--- Data shown Enclosed Below ---
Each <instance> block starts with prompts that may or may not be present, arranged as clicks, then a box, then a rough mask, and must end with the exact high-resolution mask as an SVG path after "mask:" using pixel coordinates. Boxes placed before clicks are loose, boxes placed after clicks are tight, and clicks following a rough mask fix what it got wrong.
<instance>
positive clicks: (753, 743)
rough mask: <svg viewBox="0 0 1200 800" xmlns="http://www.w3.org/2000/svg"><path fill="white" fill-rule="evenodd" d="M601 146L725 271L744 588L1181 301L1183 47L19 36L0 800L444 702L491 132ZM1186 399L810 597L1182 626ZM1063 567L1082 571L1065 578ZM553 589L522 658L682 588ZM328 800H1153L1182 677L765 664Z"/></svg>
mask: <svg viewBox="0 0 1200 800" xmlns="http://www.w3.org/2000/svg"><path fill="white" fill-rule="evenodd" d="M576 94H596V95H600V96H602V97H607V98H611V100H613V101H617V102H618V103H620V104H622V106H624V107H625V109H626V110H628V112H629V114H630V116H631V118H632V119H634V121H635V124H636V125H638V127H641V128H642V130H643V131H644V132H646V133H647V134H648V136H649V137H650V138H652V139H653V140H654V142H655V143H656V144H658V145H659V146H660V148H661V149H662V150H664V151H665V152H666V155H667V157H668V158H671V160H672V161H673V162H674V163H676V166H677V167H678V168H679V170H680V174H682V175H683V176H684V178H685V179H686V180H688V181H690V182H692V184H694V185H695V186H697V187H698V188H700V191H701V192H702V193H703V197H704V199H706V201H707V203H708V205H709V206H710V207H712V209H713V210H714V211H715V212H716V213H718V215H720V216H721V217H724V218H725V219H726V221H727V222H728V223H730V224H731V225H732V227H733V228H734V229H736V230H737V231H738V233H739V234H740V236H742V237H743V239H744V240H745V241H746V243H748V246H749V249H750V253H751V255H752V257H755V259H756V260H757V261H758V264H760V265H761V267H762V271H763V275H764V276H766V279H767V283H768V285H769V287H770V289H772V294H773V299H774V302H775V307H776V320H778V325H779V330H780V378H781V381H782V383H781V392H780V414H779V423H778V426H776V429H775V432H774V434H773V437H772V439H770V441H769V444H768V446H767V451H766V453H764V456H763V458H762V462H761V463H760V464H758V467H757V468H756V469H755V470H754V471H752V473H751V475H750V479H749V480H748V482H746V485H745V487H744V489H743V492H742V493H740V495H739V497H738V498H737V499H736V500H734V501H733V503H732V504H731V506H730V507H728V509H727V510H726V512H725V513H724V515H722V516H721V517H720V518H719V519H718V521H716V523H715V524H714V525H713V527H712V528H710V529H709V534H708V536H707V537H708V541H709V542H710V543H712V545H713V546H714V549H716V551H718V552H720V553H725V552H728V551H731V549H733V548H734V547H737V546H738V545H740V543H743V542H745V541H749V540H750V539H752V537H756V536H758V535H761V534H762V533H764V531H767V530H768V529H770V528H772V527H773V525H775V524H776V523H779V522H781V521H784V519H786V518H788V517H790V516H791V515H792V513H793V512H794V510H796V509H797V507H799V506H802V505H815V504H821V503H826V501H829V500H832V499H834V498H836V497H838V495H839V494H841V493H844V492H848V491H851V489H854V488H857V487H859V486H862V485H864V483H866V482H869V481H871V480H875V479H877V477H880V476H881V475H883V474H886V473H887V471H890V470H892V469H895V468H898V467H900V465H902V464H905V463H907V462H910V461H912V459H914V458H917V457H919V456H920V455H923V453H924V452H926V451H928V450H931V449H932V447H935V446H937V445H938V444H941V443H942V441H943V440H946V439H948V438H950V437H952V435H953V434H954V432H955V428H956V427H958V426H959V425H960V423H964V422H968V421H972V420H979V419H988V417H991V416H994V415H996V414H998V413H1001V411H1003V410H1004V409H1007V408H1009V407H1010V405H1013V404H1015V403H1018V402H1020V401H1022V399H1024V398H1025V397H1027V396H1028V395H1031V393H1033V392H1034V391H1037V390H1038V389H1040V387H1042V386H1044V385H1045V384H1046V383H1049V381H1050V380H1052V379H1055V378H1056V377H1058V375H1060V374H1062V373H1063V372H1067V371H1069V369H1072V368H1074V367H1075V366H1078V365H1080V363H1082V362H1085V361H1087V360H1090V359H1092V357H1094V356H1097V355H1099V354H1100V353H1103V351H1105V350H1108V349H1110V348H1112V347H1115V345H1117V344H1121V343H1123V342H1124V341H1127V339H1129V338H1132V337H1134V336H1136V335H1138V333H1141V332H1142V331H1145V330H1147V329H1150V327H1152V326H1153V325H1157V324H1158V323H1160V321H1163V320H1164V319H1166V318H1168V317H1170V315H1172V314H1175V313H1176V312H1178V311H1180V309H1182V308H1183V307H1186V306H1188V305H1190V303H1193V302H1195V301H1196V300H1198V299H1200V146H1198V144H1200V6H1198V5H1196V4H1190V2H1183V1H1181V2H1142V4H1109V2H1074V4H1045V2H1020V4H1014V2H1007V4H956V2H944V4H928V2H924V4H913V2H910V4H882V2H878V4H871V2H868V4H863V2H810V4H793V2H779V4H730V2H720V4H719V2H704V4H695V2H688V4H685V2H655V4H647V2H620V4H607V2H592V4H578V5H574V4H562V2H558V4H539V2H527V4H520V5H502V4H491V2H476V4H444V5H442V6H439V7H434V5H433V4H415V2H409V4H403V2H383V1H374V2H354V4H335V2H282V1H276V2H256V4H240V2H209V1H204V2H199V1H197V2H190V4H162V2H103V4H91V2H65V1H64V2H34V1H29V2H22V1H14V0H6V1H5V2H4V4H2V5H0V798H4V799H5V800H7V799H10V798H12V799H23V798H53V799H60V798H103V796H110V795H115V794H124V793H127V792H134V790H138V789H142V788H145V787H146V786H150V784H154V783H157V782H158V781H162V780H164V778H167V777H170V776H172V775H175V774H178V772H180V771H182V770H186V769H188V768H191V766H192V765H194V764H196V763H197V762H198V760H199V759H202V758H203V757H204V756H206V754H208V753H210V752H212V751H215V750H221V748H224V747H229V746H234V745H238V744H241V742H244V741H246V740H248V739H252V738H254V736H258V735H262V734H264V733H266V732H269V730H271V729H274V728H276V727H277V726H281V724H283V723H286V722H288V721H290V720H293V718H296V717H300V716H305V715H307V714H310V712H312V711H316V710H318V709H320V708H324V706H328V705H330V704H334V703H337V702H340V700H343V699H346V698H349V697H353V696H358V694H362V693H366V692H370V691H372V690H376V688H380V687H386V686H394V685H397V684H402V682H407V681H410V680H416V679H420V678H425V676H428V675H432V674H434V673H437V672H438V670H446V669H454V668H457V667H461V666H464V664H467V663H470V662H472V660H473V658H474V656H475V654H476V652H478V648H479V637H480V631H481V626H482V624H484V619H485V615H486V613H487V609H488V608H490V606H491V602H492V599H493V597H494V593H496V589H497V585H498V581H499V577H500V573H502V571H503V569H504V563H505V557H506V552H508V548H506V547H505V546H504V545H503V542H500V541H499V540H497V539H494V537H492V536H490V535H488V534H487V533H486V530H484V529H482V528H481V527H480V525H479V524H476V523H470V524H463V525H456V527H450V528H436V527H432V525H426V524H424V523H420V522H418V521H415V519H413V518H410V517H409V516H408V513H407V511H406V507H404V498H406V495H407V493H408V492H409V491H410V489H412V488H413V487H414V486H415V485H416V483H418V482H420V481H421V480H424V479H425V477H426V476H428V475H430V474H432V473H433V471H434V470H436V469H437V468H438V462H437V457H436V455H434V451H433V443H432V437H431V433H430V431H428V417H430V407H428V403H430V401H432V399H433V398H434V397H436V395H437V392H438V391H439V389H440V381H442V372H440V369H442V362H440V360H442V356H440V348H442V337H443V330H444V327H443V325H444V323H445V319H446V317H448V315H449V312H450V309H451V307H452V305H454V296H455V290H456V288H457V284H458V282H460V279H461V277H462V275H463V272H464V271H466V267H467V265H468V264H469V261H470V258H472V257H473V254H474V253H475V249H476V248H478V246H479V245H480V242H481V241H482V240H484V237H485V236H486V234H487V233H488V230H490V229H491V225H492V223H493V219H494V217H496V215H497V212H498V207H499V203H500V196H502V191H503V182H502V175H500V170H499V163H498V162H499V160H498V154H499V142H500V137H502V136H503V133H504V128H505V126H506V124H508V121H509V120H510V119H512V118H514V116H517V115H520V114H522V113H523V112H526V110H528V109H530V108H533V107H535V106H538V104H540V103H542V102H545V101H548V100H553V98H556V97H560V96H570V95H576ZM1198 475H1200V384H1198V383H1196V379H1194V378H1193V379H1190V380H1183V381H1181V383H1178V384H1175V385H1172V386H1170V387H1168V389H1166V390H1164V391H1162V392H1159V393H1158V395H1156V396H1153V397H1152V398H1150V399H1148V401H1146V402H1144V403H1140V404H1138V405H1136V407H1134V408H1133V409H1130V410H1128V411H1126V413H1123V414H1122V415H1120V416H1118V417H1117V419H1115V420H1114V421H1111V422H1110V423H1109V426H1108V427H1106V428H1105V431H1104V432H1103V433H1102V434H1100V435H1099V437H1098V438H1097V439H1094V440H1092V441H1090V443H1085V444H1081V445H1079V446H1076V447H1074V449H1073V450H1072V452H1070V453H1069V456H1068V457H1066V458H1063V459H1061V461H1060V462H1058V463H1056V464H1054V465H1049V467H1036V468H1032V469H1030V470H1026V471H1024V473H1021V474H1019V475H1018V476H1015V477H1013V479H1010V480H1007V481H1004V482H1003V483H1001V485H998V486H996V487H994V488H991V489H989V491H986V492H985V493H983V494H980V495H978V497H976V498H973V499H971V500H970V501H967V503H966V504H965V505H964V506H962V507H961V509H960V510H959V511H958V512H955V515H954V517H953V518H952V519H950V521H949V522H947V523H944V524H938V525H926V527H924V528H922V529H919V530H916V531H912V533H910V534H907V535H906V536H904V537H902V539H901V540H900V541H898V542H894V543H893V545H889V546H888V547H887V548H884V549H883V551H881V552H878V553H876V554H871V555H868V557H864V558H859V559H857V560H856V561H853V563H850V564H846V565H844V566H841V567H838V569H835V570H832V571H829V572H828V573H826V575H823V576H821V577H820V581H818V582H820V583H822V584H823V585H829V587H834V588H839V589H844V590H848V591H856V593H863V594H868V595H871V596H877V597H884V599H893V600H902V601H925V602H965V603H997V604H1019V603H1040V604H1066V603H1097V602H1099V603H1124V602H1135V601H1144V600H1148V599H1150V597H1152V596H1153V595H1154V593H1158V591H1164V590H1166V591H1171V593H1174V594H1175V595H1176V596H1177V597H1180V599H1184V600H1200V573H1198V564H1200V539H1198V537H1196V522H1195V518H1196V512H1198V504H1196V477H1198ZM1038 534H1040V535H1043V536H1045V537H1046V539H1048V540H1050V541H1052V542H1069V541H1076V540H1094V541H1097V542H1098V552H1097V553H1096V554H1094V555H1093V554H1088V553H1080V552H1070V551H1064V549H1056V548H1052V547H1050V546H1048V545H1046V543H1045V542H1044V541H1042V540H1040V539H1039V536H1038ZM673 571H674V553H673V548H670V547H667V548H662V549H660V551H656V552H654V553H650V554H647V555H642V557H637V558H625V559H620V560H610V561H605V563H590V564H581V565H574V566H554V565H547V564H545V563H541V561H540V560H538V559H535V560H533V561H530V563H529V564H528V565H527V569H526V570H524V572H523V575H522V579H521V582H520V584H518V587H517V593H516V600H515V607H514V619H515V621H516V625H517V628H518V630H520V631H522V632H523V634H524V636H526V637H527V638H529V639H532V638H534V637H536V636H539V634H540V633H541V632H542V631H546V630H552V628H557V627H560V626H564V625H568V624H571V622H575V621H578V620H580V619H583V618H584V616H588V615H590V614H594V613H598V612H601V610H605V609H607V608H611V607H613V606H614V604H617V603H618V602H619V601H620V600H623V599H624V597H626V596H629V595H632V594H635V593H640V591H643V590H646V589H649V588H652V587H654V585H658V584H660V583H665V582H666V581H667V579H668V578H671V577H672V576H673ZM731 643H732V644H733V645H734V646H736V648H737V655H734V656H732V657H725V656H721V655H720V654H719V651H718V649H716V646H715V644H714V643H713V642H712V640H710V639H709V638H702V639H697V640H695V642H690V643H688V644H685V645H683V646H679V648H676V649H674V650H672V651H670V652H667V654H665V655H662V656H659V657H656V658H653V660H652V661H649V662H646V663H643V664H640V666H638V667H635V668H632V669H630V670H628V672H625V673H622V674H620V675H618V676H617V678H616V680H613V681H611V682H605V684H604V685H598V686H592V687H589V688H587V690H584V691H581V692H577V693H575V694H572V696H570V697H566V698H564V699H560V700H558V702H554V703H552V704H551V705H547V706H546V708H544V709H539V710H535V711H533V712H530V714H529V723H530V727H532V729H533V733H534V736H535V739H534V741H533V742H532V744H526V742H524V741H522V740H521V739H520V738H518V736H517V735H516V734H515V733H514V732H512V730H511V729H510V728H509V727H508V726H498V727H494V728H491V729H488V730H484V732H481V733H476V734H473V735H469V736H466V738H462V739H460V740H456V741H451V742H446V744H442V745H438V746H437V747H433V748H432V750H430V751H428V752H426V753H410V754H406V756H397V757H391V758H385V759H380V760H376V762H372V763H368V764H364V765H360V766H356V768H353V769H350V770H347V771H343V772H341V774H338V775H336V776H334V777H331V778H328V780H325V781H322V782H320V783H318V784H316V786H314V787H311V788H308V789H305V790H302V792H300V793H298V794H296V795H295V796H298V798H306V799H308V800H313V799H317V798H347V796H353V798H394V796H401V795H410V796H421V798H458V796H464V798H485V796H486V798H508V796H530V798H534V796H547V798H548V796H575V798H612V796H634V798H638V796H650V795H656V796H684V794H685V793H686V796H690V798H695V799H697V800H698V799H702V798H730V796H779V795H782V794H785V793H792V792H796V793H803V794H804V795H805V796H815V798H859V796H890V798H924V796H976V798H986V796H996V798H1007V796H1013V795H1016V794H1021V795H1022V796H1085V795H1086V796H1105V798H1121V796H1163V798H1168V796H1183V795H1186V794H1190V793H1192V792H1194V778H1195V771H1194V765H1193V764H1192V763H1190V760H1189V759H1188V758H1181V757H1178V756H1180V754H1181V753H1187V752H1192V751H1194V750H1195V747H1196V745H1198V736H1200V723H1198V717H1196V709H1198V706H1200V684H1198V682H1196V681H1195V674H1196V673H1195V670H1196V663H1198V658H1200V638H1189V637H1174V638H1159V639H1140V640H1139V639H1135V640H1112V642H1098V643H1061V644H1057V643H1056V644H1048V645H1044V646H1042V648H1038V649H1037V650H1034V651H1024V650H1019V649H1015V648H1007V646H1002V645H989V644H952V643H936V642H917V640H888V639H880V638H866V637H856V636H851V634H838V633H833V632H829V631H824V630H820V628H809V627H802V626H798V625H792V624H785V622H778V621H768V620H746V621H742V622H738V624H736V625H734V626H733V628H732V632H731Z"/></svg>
--- End of Enclosed Data shown ---
### Required work:
Within the entries above, how many lines include the word "clicks"? Respond with the number only.

### Problem solution:
2